Texto proporcionado:
━━━━
Ya conocen el truco del titular de prensa que reza "No soy un delincuente", donde todos los lectores aprecian con sabiduría la variante de la confirmación de una culpabilidad mediante su desmentido. Bien asesorado por periodistas, Pedro Sánchez ha utilizado idéntica estratagema para descalificar conjuntamente a Juan Carlos I y Felipe VI, muy por encima de lo que el deber le exigía. Al calificar de "inquietantes" y "perturbadoras" las investigaciones sobre comisiones millonarias pagadas a un Jefe de Estado con cuatro décadas en el trono, el presidente del Gobierno enmudeció al país. La ortodoxia imponía un aséptico "dejemos que la Justicia funcione", y el líder socialista ahondó el ataque al introducir en el mismo discurso al actual monarca. Aunque fuera para bien, remataría Cela.

Con una virulencia inesperada que está vinculada a la debilitación de las defensas inmunitarias causada por la pandemia, Juan Carlos I es hoy un personaje tóxico con el que nadie querría fotografiarse abrazado. De ahí que felicitarse ante las "distancias" marcadas por la actual Familia Real con la anterior no suponga una exculpación comparativa, sino un afán por resaltar una continuidad dinástica que se prefiere ignorar piadosamente.
━━━━
Registros de origen:
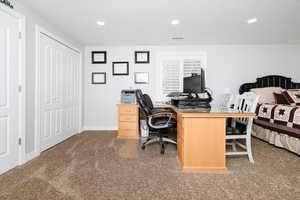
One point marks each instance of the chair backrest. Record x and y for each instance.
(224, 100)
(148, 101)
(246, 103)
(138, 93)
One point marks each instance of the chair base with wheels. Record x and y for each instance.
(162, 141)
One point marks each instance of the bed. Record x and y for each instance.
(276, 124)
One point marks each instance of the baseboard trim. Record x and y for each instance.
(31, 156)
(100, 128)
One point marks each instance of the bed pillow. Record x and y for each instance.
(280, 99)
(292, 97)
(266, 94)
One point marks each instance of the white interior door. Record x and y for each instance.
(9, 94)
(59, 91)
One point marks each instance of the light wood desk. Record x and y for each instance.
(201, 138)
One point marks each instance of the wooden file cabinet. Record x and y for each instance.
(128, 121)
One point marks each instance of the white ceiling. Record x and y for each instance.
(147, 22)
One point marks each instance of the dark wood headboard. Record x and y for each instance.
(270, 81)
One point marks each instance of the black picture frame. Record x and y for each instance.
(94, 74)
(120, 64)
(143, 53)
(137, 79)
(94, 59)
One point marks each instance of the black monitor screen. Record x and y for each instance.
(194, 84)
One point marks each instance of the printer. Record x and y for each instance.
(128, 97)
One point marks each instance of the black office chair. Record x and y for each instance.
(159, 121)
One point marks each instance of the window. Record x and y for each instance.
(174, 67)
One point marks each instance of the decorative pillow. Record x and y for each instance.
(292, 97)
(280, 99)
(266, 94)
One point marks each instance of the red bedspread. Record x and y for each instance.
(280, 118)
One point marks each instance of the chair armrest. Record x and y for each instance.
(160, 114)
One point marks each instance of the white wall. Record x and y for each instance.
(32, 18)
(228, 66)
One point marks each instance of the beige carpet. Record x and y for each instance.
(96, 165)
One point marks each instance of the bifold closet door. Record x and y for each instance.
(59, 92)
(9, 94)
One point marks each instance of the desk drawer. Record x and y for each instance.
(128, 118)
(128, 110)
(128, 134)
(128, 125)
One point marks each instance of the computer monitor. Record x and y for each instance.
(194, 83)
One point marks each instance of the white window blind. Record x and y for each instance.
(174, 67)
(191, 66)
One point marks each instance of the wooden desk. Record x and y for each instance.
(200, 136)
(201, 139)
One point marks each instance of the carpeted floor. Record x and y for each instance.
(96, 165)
━━━━
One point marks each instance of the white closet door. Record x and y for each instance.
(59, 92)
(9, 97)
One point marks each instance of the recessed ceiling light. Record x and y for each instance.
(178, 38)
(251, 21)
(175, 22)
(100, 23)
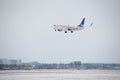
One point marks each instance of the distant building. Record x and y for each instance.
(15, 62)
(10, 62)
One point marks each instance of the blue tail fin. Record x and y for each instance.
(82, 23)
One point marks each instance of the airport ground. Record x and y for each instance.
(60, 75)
━━━━
Trabajo a realizar:
a: Enumera todas las expresiones que aparecen entre comillas en el texto sobre la Corona.
b: Prolonga el texto sobre la Corona a partir de su última oración.

Respuestas:
a:
- "No soy un delincuente"
- "inquietantes"
- "perturbadoras"
- "dejemos que la Justicia funcione"
- "distancias"

b:
Al mezclar a los Reyes ante un mandatario extranjero como Giuseppe Conte, el presidente no solo suplanta el discurso de Podemos por el extremo. También culmina su venganza contra la vieja guardia juancarlista de la transición. Por la izquierda, se desquita contra los Felipe y Guerra que pregonaban a la inefable Susana Díaz. Pero también neutraliza a los ansones, sin olvidar a un Aznar que debe admirar secretamente al primer ministro que le supera en audacia ante La Zarzuela. Culmina la entrevista a Jordi Évole, una presunta fanfarronada ejecutada a conciencia. El malo es González, se adoctrinaba en los ochenta noventa. No, el malo es Sánchez, aunque sea para bien.